═══ DATASET CONTENT

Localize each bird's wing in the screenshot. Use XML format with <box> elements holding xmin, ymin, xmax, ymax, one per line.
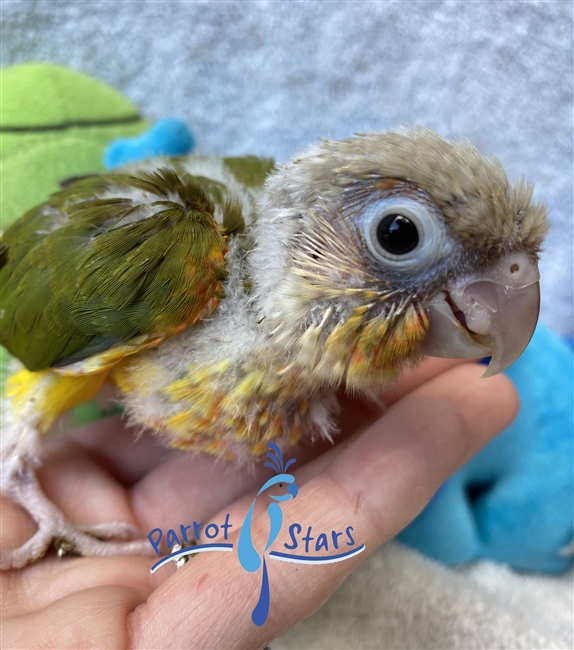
<box><xmin>0</xmin><ymin>158</ymin><xmax>270</xmax><ymax>372</ymax></box>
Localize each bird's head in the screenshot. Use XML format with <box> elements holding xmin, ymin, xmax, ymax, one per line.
<box><xmin>252</xmin><ymin>128</ymin><xmax>548</xmax><ymax>389</ymax></box>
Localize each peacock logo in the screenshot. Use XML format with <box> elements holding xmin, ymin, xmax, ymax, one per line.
<box><xmin>237</xmin><ymin>442</ymin><xmax>299</xmax><ymax>625</ymax></box>
<box><xmin>148</xmin><ymin>442</ymin><xmax>365</xmax><ymax>626</ymax></box>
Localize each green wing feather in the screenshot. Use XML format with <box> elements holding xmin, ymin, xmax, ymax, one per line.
<box><xmin>0</xmin><ymin>156</ymin><xmax>272</xmax><ymax>370</ymax></box>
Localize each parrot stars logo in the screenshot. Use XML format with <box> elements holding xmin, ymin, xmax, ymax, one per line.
<box><xmin>148</xmin><ymin>442</ymin><xmax>365</xmax><ymax>627</ymax></box>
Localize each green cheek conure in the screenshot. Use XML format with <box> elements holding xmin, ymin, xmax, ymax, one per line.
<box><xmin>0</xmin><ymin>128</ymin><xmax>547</xmax><ymax>569</ymax></box>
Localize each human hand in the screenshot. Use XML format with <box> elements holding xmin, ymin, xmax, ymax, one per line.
<box><xmin>0</xmin><ymin>359</ymin><xmax>517</xmax><ymax>648</ymax></box>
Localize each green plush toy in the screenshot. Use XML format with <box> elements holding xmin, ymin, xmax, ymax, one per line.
<box><xmin>0</xmin><ymin>63</ymin><xmax>150</xmax><ymax>225</ymax></box>
<box><xmin>0</xmin><ymin>63</ymin><xmax>150</xmax><ymax>418</ymax></box>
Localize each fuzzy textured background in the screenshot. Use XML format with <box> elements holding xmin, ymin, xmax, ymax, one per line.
<box><xmin>0</xmin><ymin>0</ymin><xmax>574</xmax><ymax>649</ymax></box>
<box><xmin>1</xmin><ymin>0</ymin><xmax>574</xmax><ymax>335</ymax></box>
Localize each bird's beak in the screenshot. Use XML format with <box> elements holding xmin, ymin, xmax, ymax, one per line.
<box><xmin>422</xmin><ymin>252</ymin><xmax>540</xmax><ymax>377</ymax></box>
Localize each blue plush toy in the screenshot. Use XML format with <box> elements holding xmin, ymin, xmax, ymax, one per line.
<box><xmin>104</xmin><ymin>117</ymin><xmax>194</xmax><ymax>169</ymax></box>
<box><xmin>398</xmin><ymin>325</ymin><xmax>574</xmax><ymax>573</ymax></box>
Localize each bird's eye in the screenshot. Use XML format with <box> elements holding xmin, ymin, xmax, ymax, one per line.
<box><xmin>358</xmin><ymin>195</ymin><xmax>450</xmax><ymax>272</ymax></box>
<box><xmin>377</xmin><ymin>212</ymin><xmax>419</xmax><ymax>255</ymax></box>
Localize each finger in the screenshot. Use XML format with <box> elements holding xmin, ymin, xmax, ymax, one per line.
<box><xmin>66</xmin><ymin>415</ymin><xmax>172</xmax><ymax>486</ymax></box>
<box><xmin>132</xmin><ymin>359</ymin><xmax>472</xmax><ymax>531</ymax></box>
<box><xmin>0</xmin><ymin>555</ymin><xmax>156</xmax><ymax>617</ymax></box>
<box><xmin>130</xmin><ymin>365</ymin><xmax>516</xmax><ymax>648</ymax></box>
<box><xmin>2</xmin><ymin>585</ymin><xmax>147</xmax><ymax>649</ymax></box>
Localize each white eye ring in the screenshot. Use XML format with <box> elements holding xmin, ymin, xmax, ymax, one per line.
<box><xmin>358</xmin><ymin>196</ymin><xmax>450</xmax><ymax>271</ymax></box>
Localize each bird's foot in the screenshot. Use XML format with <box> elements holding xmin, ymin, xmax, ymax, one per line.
<box><xmin>0</xmin><ymin>468</ymin><xmax>153</xmax><ymax>570</ymax></box>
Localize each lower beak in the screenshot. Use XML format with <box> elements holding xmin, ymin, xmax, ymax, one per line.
<box><xmin>422</xmin><ymin>253</ymin><xmax>540</xmax><ymax>377</ymax></box>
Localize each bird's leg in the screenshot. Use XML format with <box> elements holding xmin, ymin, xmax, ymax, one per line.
<box><xmin>0</xmin><ymin>370</ymin><xmax>153</xmax><ymax>569</ymax></box>
<box><xmin>0</xmin><ymin>464</ymin><xmax>151</xmax><ymax>569</ymax></box>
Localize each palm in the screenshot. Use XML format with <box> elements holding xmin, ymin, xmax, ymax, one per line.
<box><xmin>0</xmin><ymin>360</ymin><xmax>516</xmax><ymax>648</ymax></box>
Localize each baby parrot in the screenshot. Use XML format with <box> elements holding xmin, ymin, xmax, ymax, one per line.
<box><xmin>0</xmin><ymin>128</ymin><xmax>548</xmax><ymax>569</ymax></box>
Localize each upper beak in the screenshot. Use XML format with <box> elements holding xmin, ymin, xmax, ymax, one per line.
<box><xmin>422</xmin><ymin>252</ymin><xmax>540</xmax><ymax>377</ymax></box>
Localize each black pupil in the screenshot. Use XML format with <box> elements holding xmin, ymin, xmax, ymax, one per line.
<box><xmin>377</xmin><ymin>214</ymin><xmax>419</xmax><ymax>255</ymax></box>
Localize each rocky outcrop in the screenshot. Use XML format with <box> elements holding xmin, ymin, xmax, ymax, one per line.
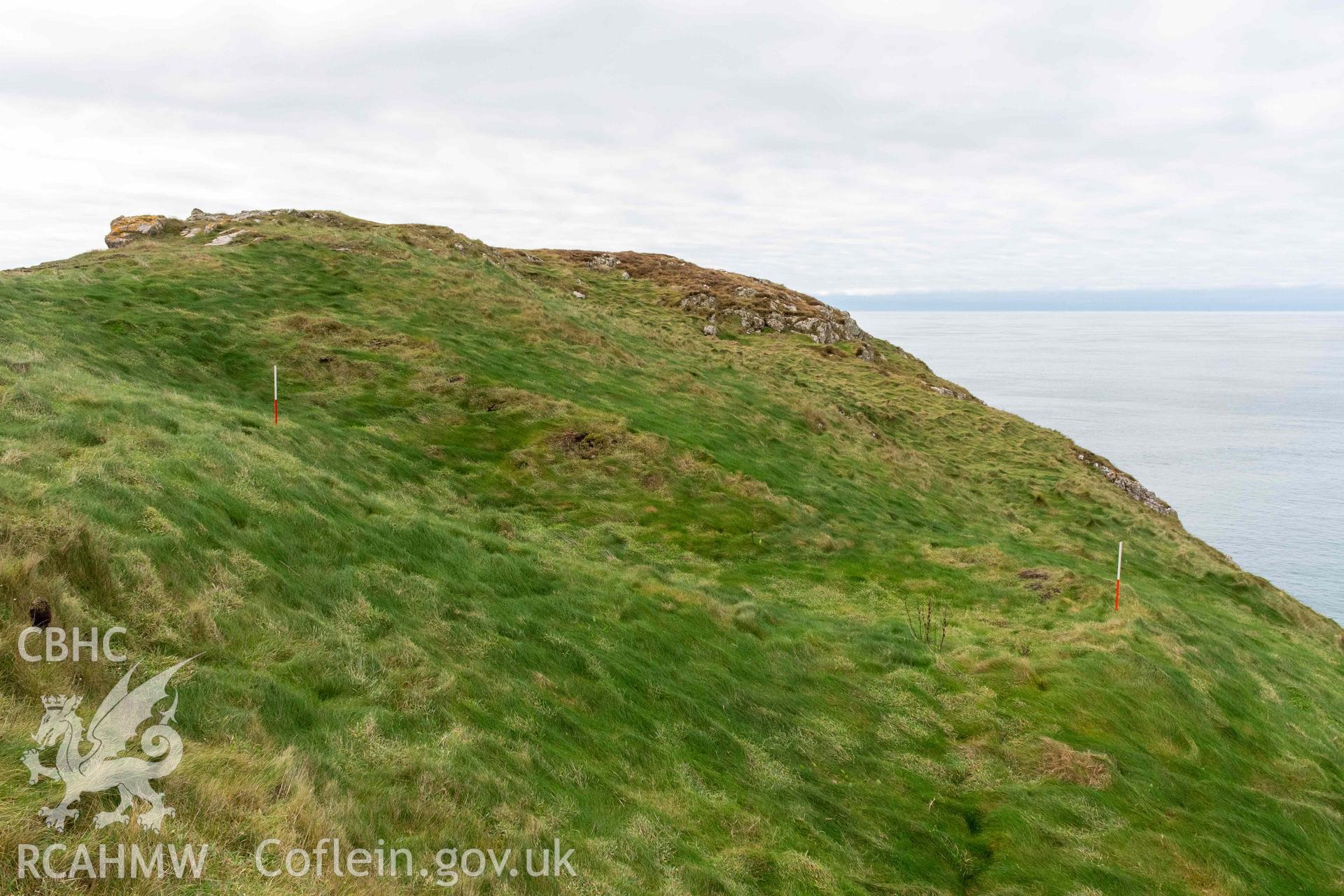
<box><xmin>1074</xmin><ymin>446</ymin><xmax>1176</xmax><ymax>516</ymax></box>
<box><xmin>679</xmin><ymin>288</ymin><xmax>874</xmax><ymax>349</ymax></box>
<box><xmin>535</xmin><ymin>250</ymin><xmax>881</xmax><ymax>361</ymax></box>
<box><xmin>102</xmin><ymin>215</ymin><xmax>168</xmax><ymax>248</ymax></box>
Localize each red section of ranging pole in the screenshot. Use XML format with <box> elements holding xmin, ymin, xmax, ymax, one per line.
<box><xmin>1116</xmin><ymin>541</ymin><xmax>1125</xmax><ymax>610</ymax></box>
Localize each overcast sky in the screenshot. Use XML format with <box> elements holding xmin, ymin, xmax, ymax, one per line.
<box><xmin>0</xmin><ymin>0</ymin><xmax>1344</xmax><ymax>293</ymax></box>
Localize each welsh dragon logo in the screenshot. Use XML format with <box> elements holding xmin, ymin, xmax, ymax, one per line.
<box><xmin>23</xmin><ymin>657</ymin><xmax>195</xmax><ymax>830</ymax></box>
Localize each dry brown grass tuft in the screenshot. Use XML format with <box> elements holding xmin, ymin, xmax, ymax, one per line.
<box><xmin>1036</xmin><ymin>738</ymin><xmax>1110</xmax><ymax>790</ymax></box>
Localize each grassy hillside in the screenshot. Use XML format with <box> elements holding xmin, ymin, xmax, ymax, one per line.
<box><xmin>0</xmin><ymin>214</ymin><xmax>1344</xmax><ymax>895</ymax></box>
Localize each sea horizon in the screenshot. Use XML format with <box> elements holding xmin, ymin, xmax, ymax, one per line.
<box><xmin>855</xmin><ymin>309</ymin><xmax>1344</xmax><ymax>622</ymax></box>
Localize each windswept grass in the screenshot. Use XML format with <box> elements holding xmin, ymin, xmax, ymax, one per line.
<box><xmin>0</xmin><ymin>216</ymin><xmax>1344</xmax><ymax>895</ymax></box>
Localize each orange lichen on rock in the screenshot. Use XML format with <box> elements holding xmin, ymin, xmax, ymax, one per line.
<box><xmin>104</xmin><ymin>215</ymin><xmax>168</xmax><ymax>248</ymax></box>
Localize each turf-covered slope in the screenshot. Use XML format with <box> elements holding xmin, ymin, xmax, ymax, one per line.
<box><xmin>0</xmin><ymin>214</ymin><xmax>1344</xmax><ymax>893</ymax></box>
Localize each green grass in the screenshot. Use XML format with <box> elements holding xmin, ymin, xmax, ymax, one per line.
<box><xmin>0</xmin><ymin>216</ymin><xmax>1344</xmax><ymax>895</ymax></box>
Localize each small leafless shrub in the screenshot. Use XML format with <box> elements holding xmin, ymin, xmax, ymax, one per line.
<box><xmin>906</xmin><ymin>598</ymin><xmax>948</xmax><ymax>650</ymax></box>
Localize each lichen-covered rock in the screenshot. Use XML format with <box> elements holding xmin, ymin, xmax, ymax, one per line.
<box><xmin>1077</xmin><ymin>449</ymin><xmax>1176</xmax><ymax>516</ymax></box>
<box><xmin>206</xmin><ymin>230</ymin><xmax>247</xmax><ymax>246</ymax></box>
<box><xmin>102</xmin><ymin>215</ymin><xmax>168</xmax><ymax>248</ymax></box>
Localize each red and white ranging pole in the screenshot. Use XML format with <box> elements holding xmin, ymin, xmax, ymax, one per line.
<box><xmin>1116</xmin><ymin>541</ymin><xmax>1125</xmax><ymax>610</ymax></box>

══════

* **TASK DIRECTIONS**
Find every line in the records that contains the string "plush" and copy each one in full. Case counts.

* **ANSWER BELOW**
Localize each green plush toy in the screenshot. Use XML format with <box> elements holding xmin, ymin, xmax, ymax, one per line.
Localize each blue plush toy in the screenshot. Use XML format with <box> elements holding xmin, ymin, xmax, ymax, one per line.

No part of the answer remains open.